Written request: State how many lines in the material below contain the string "segment". Reply with the number alone.

## begin Data section

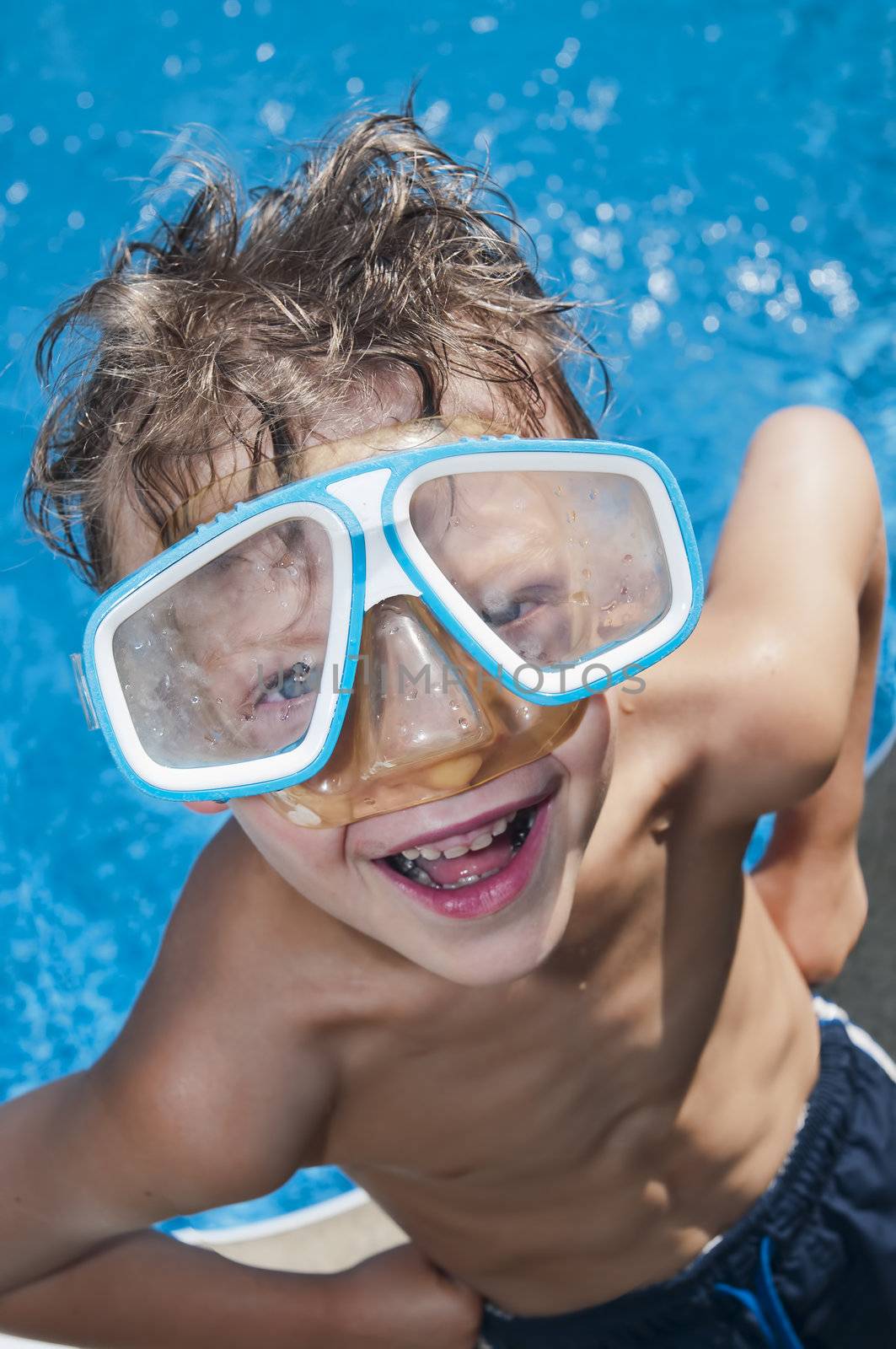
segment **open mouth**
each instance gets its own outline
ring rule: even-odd
[[[448,917],[479,917],[515,900],[548,832],[551,797],[522,805],[472,835],[430,840],[378,858],[403,893]]]

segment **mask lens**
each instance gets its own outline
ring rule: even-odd
[[[121,622],[112,654],[146,753],[200,768],[297,745],[321,685],[332,592],[327,530],[287,519]]]
[[[672,599],[649,498],[622,473],[452,473],[416,488],[410,523],[478,616],[541,669],[599,657]]]

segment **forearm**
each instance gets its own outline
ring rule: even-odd
[[[90,1349],[332,1349],[331,1286],[142,1232],[0,1296],[0,1327]]]
[[[856,674],[839,754],[816,792],[779,812],[771,843],[753,871],[761,900],[810,983],[839,973],[868,915],[857,838],[885,595],[887,546],[878,517],[856,602]]]
[[[779,813],[775,835],[762,862],[765,869],[808,847],[830,853],[856,842],[865,796],[865,757],[877,687],[885,598],[887,542],[878,513],[868,572],[856,599],[856,677],[841,750],[833,772],[819,791]],[[807,679],[811,677],[808,670]]]

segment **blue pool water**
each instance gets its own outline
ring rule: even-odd
[[[11,7],[0,57],[0,1094],[89,1063],[115,1035],[212,827],[136,795],[88,734],[67,654],[90,598],[19,522],[42,317],[89,281],[121,228],[151,223],[142,181],[154,171],[175,209],[169,170],[154,170],[155,132],[213,124],[251,179],[271,179],[286,139],[314,136],[356,98],[395,108],[420,76],[426,125],[459,156],[490,152],[545,281],[598,306],[617,387],[606,429],[668,460],[704,564],[750,430],[795,401],[856,420],[896,548],[893,13],[873,0]],[[873,747],[896,720],[893,621],[891,607]],[[304,1172],[208,1221],[347,1186],[329,1170]]]

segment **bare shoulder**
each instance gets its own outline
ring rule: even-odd
[[[757,428],[698,627],[645,674],[656,718],[721,822],[791,805],[831,772],[881,534],[870,456],[847,418],[793,406]]]
[[[282,885],[228,823],[197,859],[124,1029],[90,1070],[142,1183],[158,1178],[147,1221],[264,1194],[320,1159],[337,1074],[301,924],[283,940]]]

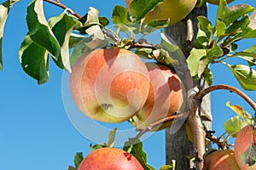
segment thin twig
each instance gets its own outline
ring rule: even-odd
[[[173,116],[167,116],[167,117],[165,117],[163,119],[160,119],[160,120],[159,120],[159,121],[157,121],[154,123],[151,123],[146,128],[140,130],[140,132],[138,133],[138,134],[135,138],[141,138],[145,133],[154,129],[154,128],[156,128],[156,127],[158,127],[158,126],[160,126],[163,123],[172,122],[174,119],[186,119],[187,116],[188,116],[187,113],[182,112],[182,113],[178,113],[177,115],[173,115]]]
[[[221,90],[221,89],[229,90],[230,92],[233,92],[233,93],[238,94],[239,96],[241,96],[243,99],[245,99],[249,104],[249,105],[253,109],[253,110],[256,110],[256,104],[246,94],[244,94],[242,91],[239,90],[238,88],[230,86],[230,85],[220,84],[220,85],[214,85],[214,86],[209,87],[209,88],[202,90],[201,92],[199,92],[196,98],[202,99],[207,94],[209,94],[214,90]]]
[[[54,5],[56,5],[56,6],[60,7],[60,8],[61,8],[63,9],[68,9],[69,8],[66,7],[64,4],[62,4],[61,3],[60,3],[60,1],[53,1],[53,0],[44,0],[44,1],[45,1],[47,3],[52,3]],[[73,15],[76,16],[78,19],[81,19],[82,18],[79,14],[77,14],[76,12],[73,12],[71,9],[68,10],[68,12],[70,14],[72,14]]]

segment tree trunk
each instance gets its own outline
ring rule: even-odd
[[[197,16],[207,16],[207,7],[204,3],[201,8],[195,8],[190,14],[192,16],[194,37],[197,33]],[[186,26],[183,23],[177,23],[165,29],[166,33],[177,45],[182,48],[187,39]],[[204,85],[205,82],[201,80],[195,82],[194,87]],[[207,86],[207,85],[206,85]],[[212,115],[211,115],[211,102],[210,95],[208,94],[203,99],[201,107],[200,109],[200,115],[203,124],[207,129],[212,128]],[[187,158],[188,156],[194,156],[194,145],[187,137],[186,128],[184,124],[174,134],[170,131],[171,128],[166,130],[166,162],[170,164],[172,160],[176,161],[175,170],[187,170],[193,168],[194,164]],[[208,144],[207,149],[211,148],[211,144]]]

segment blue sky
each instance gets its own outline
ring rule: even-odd
[[[75,153],[83,151],[84,155],[88,154],[89,145],[92,142],[81,135],[68,119],[61,94],[63,71],[50,61],[49,81],[38,86],[20,67],[18,50],[27,31],[26,8],[29,2],[22,0],[14,6],[4,30],[4,71],[0,72],[0,169],[67,169],[68,165],[73,165]],[[61,3],[81,15],[92,6],[100,10],[100,15],[108,17],[110,17],[115,4],[125,4],[120,0],[62,0]],[[244,1],[236,0],[230,5],[241,3]],[[254,0],[247,0],[247,3],[256,7]],[[44,3],[44,5],[48,18],[62,12],[62,9],[49,3]],[[212,21],[216,11],[217,6],[209,5],[209,19]],[[239,45],[243,49],[254,44],[254,42],[255,40],[243,41]],[[224,83],[239,87],[226,66],[214,65],[212,69],[214,84]],[[256,101],[255,92],[246,93]],[[212,128],[217,131],[217,134],[224,132],[224,121],[235,116],[225,106],[227,101],[230,101],[231,105],[239,104],[247,111],[253,112],[247,104],[236,94],[213,92]],[[89,130],[93,132],[90,128]],[[155,133],[145,140],[144,150],[149,164],[156,169],[165,164],[165,131]]]

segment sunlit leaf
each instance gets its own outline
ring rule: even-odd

## end Data section

Answer for the task: 9